[begin Supplied text]

Children - Lesson 3: comparing art works

Child

Hi. Do you like puzzles? Sometimes art works are like puzzles: One work is connected to another work, and it can be fun to put them side by side and compare them. Look at the images in this lesson. They are all about The First Vision that took place in 1820, but they are all different.

Adult/Teacher

Hello. The goal of this lesson is to help the child compare one work with another. What can you learn from their similarities and differences and the effects that different media produce? By asking questions, help the child to understand how the images below of The First Vision are alike and unalike.

Comparing

One goal of the art historian is to learn as much as possible about an art work or object; another is to puzzle out how one work connects with another. It’s not a question of which is “better.” We’ll leave that discussion to art critics—and we’ll get to that in another Art at Home unit.

Today, we want to look at the relationships that the separate works might have and how other artistic forces influence them. For example, a painting of a Chicago building created in 1920 will look different from one painted in 2020, but the differences themselves are interesting to study. Another discussion point is how the art work or object influenced people who saw it or used it—both when it was made and over time.

From top left: George Edward Anderson (American, 1860-1928), Sacred Grove, Manchester, NY (1907) gelatin dry plate negative, 6.5 x 4.75 inches, L. Tom Perry Special Collections, Harold B. Lee Library, Brigham Young University; Kenneth Riley (American, 1919-2015), Joseph Smith’s First Vision (ca. 1965) oil on canvas; Warren Luch (American, born 1935), The First Vision (1990) linocut print on paper, [collection?]; Seventeen Ward Stained Glass; Unknown artist (Panamanian, Guna Yala), Joseph Smith’s First Vision, (ca. 1980), reverse appliqué “mola”, Church History Museum; Elizabeth Coughanour [cut paper]; [stained glass] Artist unknown, Joseph Smith’s First Vision (1913) leaded stained glass, originally installed in a chapel in Los Angeles, Church History Museum; Walter Rane (American, born 1949), If Any of You Lack Wisdom (2004) oil on panel

© By Intellectual Reserve, Inc.

This comparison exercise looks at different images made in different times and with different materials that share the same subject. This process points to the kinds of connection they have to each other. The examples above are depictions of the Sacred Grove near Palmyra, New York.[1] Use the following questions to jump start your exploration of them.

  • What elements do the works have in common? There are trees in every work. There is a young boy (Joseph Smith, Jr.). What else?

[end Supplied text]

### Description of the task
In the art lesson, why is the comparison not about which work is "better"? Please answer in one to three sentences.

[begin Information supplied]

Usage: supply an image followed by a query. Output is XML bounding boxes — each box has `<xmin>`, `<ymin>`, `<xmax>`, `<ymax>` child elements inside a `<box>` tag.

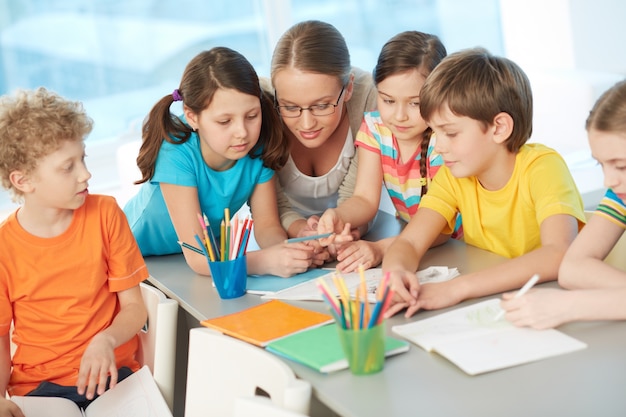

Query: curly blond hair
<box><xmin>0</xmin><ymin>87</ymin><xmax>93</xmax><ymax>202</ymax></box>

[end Information supplied]

### Task output
Deciding which work is "better" is left to art critics, and that discussion will come in another Art at Home unit. The art historian's goals here are to learn as much as possible about each work and to puzzle out how one work connects with another.